[TASK MATERIAL]
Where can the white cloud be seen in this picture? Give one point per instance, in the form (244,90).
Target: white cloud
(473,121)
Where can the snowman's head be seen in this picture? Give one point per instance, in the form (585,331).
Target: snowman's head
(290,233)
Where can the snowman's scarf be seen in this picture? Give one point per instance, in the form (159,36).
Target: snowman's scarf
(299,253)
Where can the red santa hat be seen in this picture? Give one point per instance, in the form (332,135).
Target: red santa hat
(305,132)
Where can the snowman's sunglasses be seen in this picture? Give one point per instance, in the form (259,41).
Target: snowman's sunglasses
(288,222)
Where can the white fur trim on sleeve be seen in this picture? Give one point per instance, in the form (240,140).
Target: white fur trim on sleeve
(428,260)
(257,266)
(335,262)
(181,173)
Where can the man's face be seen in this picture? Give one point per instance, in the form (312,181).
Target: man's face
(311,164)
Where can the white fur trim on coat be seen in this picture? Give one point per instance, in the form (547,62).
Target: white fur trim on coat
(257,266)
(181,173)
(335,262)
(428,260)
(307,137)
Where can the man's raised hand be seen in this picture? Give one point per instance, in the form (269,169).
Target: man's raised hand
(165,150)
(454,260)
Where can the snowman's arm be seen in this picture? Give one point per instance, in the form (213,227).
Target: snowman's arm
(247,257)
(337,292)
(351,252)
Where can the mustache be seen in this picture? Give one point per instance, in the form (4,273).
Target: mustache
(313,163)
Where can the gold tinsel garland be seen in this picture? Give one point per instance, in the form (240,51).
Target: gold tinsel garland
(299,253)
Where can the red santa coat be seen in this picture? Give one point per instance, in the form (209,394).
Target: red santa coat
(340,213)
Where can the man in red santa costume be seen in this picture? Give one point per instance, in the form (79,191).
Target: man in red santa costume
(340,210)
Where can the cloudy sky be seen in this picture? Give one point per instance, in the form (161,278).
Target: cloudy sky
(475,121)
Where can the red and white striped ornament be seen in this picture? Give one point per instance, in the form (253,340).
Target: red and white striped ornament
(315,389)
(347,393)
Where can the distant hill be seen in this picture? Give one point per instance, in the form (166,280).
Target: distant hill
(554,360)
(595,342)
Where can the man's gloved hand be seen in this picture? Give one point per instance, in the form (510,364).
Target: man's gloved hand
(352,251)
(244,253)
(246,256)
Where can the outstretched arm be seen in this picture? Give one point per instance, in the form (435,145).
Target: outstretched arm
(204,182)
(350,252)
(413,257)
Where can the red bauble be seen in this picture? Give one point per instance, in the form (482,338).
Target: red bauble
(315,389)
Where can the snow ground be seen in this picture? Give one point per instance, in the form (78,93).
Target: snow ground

[YOUR GOAL] Reproduce the material while keeping each line exactly as it was written.

[OUTPUT FOR THIS EXERCISE]
Where can the white cloud be seen in this picture? Give one point per instance, in the form (244,90).
Target: white cloud
(473,121)
Where can the snowman's head be seen in this picture? Give one point per instance, in the form (585,331).
Target: snowman's head
(290,233)
Where can the snowman's scarf be seen in this picture? Give one point per instance, in the form (159,36).
Target: snowman's scarf
(299,253)
Where can the red santa hat be seen in this picture? Give one point per instance, in the form (332,135).
Target: red santa hat
(305,132)
Where can the snowman's sunglasses be seen in this picture? Give one point per instance, in the form (259,41).
Target: snowman's sunglasses
(288,222)
Where can the white fur trim on sleeve be seen in this picture? Give one point per instance, in the form (240,140).
Target: white fur trim on sleeve
(428,260)
(257,266)
(335,262)
(181,173)
Where can the man's face be seen in this picture? Give one point per instance, in the form (312,181).
Target: man's face
(311,164)
Where can the white fur trim on coat be seen in this picture? Give one point per instance, in the form (547,62).
Target: white fur trim on coat
(257,266)
(181,173)
(335,262)
(428,260)
(307,137)
Where can the man's raised hand be seen in this picture? Give one point per instance, in the form (269,169).
Target: man's raised hand
(165,150)
(454,260)
Where can the snowman's arm be seen in this picture? Give one point per instance, in the form (213,227).
Target: snowman's arm
(247,257)
(337,292)
(351,252)
Where can the mustache be seen in this picture? Give one point per instance, in the form (4,273).
Target: mustache
(313,163)
Where can the gold tinsel garland be seen in this picture? Give one point per instance, in the form (240,51).
Target: gold tinsel garland
(299,253)
Where can the red santa coat be seen in this picture? Give one point per instance, in the form (209,394).
Target: red santa coat
(340,213)
Where can the man in red santa costume be seen in this picture? Give one point per instance, in the form (79,191).
Target: man in red santa costume
(340,210)
Where can the cloudy sky be seen in this picture? Give one point per instance, in the form (161,278).
Target: cloudy sky
(475,121)
Where can the red and white striped ornament be seen in this picture? Give one point per instance, in the form (253,340).
Target: red and white striped ornament
(315,389)
(347,393)
Where can the distant hill be seen in this picture? Give one point per instance, in the form (166,280).
Target: distant hill
(554,360)
(595,342)
Where can the man's gloved hand be seen in this picture? Give one point per instance, in the form (510,364).
Target: man's gloved hand
(352,251)
(244,253)
(246,256)
Where can the outstretched arm be seen in this picture? Give one point per instance, in the form (435,145).
Target: outstretched arm
(204,182)
(350,252)
(413,257)
Where can the red bauble be seen in this picture? Give one point per instance, in the form (482,338).
Target: red bauble
(315,389)
Where can the snow ground be seen in this picture? Give one point per instance, in the form (78,93).
Target: snow ground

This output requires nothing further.